» Acción requerida A
En el texto sobre la entrada de Jesús en Jerusalén, ¿qué animal cabalga Jesús al dirigirse hacia la ciudad?
» Acción requerida B
Reproduce el fragmento del texto sobre la entrada de Jesús en Jerusalén que va desde "Lo que acontece" hasta "debe ser profundizado.", ambos incluidos.
» Acción requerida C
Prosigue el texto sobre la entrada de Jesús en Jerusalén a partir de su última oración.

» Texto extraído
──────────────────────────────
Antes de su viaje hacia Jerusalén, Jesús había puesto, solo a los discípulos, el planteamiento sobre su identidad, y Pedro lo había reconocido como “el Cristo” (Mc 8,27-30). Y sabiendo este dato, los discípulos lo han acompañado a Jerusalén y se han informado sobre las predicciones de su destino. Entonces, antes de realizar su obra en Jerusalén, Jesús se dirige, cabalgando un borrico, hacia la ciudad. Este modo de actuar corresponde precisamente a lo que describe el profeta Zacarías (Zac 9,9-10; cf. Mt 21,5; Jn 12,15):
¡Exulta grandemente, hija de Sión! ¡Alégrate, hija de Jerusalén! Mira, tu rey viene a ti. Él es justo y victorioso; es humilde y cabalga un borrico, un asno hijo de una asna. Yo hago desaparecer los carros de Efraím y los caballos de Jerusalén, será destruido el arco de guerra. Anunciará la paz a las gentes, su dominio será de mar a mar y del Éufrates a los confines de la tierra (Za 9,9-10).
No con palabras, sino mediante esta acción Jesús desea abrir los ojos del pueblo para que puedan comprender quién es el que —en su persona— viene a Jerusalén. Estos hechos tienen lugar no solo delante de los discípulos, sino delante de la gran multitud que lo acompaña (Mc 10,46). Las personas deben saber que él es el rey anunciado, el Mesías esperado. Deben saber, además, que su Reino no es belicoso ni violento, más bien humilde y pacífico. Es sobre este trasfondo que ellos deben interpretar aquello que Jesús hará en Jerusalén.
Lo que acontece aquí es una de las más importantes y claras revelaciones de Jesús. La gran multitud comprende aquello que él hace: Ella asume el rol de la hija de Sión y exulta por él. Con todo, debe todavía entender, junto con los discípulos, de qué manera Jesús ejercerá su realeza. Al final de su actuación en Jerusalén, Jesús se remitirá a su relación con David y planteará en el templo la pregunta sobre cómo el Cristo pueda ser el hijo de David (Mc 12,35-37). Lo que aquí se manifiesta —mediante su acción simbólica— debe ser profundizado.
──────────────────────────────
» Extracto de registros
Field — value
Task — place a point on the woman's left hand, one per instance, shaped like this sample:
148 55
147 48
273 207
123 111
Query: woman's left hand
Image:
──────────────────────────────
» Respuesta esperada A
Un borrico.

» Respuesta esperada B
Lo que acontece aquí es una de las más importantes y claras revelaciones de Jesús. La gran multitud comprende aquello que él hace: Ella asume el rol de la hija de Sión y exulta por él. Con todo, debe todavía entender, junto con los discípulos, de qué manera Jesús ejercerá su realeza. Al final de su actuación en Jerusalén, Jesús se remitirá a su relación con David y planteará en el templo la pregunta sobre cómo el Cristo pueda ser el hijo de David (Mc 12,35-37). Lo que aquí se manifiesta —mediante su acción simbólica— debe ser profundizado.

» Respuesta esperada C
En fin: El grande y permanente significado de este advenimiento es que Jesús se remite a las Escrituras y demuestra su cumplimiento. El rey enviado por Dios está presente. Su venida, y con ella también su señorío, son radicalmente diversos de los reinos terrenos. Él viene sin ejércitos, sin carros, sin armas, sin fastuosidad ni potencia. Él cabalga únicamente un borrico que ha sido tomado en préstamo. Inmediatamente después volverá a caminar a pie. Con él vienen muchos peregrinos que se dirigen a la fiesta.
¿Qué cosa se debe entender respecto a lo que Jesús hará en Jerusalén? A los ojos terrenales, y según los criterios de medición de la potencia mundana, esta expedición no puede, sino carecer de importancia. Tanto más resulta evidente que Jesús pone toda su confianza en Dios y su guía no es otra cosa que la voluntad de Dios. Justamente sus acompañantes lo saludan llenos de júbilo y de gozo, y su grito se ha trasformado en un elemento propio de la liturgia cristiana. Su misión consiste en no atribuir a este rey ni proyectar en él sus deseos e ideas, sino dejarse guiar por él, aferrándose plenamente con él a la potencia de Dios.
La autoridad de Cristo brilla en su pobreza: Es un rey que peregrina, que entra a Jerusalén en un borrico ajeno, tomado en préstamo. Su ingreso no es “triunfal”; es precario; no tiene guardias ni custodios. Se improvisan mantos y follajes del campo. Le siguen doce discípulos, casi todos campesinos sin rangos ni muchas letras; le sigue un gentío lleno de esperanzas que aguarda un monarca davídico. En el Domingo de Ramos, Jesús se presenta con pobreza y humildad —según el anuncio profético—; pero viene con la autoridad de Dios que confunde y desconcierta porque se revela vulnerable, indefenso, en la frontera de la impotencia.